EXERCISE PROMPT:
In the soccer preview below, who replaces Frank Yallop as the Chicago Fire's manager?

EXCERPT PROVIDED:

^^^^

You might call him David. You might call him el Guaje.
Forget all that.
HIS NAME IS SOCCER.
Soccer will line up with ten other guys in the famous Etihad shirt on Sunday afternoon atop the Kentucky Bluegrass of Toyota Park. This is exciting for quite a number of reasons. But here's one I especially like: NYCFC's opponent is one of the few teams in all of MLS to play demonstrably worse than the Sky Blues last year.
Oh, Soccer. we missed you.
The Chicago Fire enter the season looking to put the kind of problems behind them that New York City fans will find familiar: a manager that didn't work out, a squad that couldn't make the Eastern Conference playoffs, and a defensive unit that conceded like a third-party candidate.
This Fire team doesn't look exactly like the one that managed a home win and an away draw against New York City last year. Veljko Paunovic replaces Frank Yallop at the managerial helm, top homegrown talent Harry Shipp was, ahem, shipped off to Montreal, and star Stanford University fullback Brandon Vincent joined the Fire ranks as the fourth overall pick in January's SuperDraft.
But NYCFC has a new look, too.

^^^^

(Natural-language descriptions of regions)
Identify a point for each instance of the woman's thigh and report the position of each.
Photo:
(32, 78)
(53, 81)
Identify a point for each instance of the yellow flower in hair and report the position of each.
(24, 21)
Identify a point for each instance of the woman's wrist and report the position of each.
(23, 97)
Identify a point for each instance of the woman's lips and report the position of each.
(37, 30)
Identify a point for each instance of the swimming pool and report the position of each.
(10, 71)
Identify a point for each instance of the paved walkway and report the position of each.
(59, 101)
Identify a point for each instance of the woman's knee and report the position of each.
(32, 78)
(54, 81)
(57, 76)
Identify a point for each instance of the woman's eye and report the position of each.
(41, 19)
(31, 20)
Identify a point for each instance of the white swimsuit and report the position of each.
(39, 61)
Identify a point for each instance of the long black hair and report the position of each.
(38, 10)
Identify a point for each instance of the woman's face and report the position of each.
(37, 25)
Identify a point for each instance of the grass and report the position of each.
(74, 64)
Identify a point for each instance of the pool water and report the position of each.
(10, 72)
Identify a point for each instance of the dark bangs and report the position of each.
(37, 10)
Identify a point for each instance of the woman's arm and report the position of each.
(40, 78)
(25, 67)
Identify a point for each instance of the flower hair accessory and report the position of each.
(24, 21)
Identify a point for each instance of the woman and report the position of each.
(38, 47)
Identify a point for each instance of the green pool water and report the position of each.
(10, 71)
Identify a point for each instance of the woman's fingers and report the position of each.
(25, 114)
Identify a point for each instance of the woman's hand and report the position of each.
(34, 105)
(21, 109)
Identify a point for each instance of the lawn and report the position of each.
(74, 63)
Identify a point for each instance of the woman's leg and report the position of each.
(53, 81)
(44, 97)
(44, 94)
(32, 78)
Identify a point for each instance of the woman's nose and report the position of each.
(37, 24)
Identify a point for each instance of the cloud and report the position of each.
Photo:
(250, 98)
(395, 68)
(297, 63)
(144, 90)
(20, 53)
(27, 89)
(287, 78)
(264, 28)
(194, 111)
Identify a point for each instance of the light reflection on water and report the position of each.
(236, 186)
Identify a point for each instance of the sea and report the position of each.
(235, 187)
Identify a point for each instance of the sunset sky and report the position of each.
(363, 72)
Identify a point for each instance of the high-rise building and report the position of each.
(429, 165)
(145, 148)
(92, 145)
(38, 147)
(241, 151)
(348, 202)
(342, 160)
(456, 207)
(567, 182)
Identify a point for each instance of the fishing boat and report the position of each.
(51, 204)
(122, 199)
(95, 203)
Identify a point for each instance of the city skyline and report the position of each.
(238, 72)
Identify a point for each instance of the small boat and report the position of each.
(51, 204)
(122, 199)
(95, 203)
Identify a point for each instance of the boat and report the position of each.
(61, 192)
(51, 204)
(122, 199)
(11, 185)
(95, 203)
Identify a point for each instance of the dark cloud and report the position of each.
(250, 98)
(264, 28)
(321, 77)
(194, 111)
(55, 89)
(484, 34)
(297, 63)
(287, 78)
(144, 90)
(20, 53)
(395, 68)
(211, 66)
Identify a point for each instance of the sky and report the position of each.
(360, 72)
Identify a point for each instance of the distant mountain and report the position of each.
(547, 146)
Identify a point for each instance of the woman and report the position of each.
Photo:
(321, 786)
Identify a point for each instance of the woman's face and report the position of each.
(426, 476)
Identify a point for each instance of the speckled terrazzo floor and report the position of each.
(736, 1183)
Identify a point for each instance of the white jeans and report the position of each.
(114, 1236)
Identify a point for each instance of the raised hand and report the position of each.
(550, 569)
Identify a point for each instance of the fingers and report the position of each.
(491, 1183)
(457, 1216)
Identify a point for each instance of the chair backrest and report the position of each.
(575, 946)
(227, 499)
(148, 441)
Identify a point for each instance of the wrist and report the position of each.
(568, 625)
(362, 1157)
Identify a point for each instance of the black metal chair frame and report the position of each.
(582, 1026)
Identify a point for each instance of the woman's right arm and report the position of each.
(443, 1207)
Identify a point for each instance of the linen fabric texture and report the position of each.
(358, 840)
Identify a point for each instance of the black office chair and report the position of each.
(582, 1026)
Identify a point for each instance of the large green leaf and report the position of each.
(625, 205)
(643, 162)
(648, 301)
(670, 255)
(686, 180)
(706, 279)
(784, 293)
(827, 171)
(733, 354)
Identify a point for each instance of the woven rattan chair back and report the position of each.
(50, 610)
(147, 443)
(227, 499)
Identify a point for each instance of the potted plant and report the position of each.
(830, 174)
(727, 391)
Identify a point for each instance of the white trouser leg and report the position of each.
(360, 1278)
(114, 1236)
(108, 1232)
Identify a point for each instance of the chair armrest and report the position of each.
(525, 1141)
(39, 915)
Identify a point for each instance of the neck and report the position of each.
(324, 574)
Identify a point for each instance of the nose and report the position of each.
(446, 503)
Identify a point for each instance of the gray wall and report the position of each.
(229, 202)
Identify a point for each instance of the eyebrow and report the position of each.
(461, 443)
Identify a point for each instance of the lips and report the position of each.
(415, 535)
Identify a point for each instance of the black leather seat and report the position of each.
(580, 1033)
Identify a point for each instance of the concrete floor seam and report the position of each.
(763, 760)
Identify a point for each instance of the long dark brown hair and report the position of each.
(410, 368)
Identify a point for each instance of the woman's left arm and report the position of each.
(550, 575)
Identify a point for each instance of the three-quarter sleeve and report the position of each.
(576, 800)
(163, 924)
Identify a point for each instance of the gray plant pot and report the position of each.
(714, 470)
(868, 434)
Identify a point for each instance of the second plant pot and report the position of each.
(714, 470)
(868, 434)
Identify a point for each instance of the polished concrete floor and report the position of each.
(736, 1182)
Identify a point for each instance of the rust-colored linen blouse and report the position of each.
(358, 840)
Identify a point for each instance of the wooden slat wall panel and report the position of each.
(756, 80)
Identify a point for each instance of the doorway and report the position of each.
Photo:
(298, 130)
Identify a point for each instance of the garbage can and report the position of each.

^^^^

SOLUTION TO THE PROBLEM:
Veljko Paunovic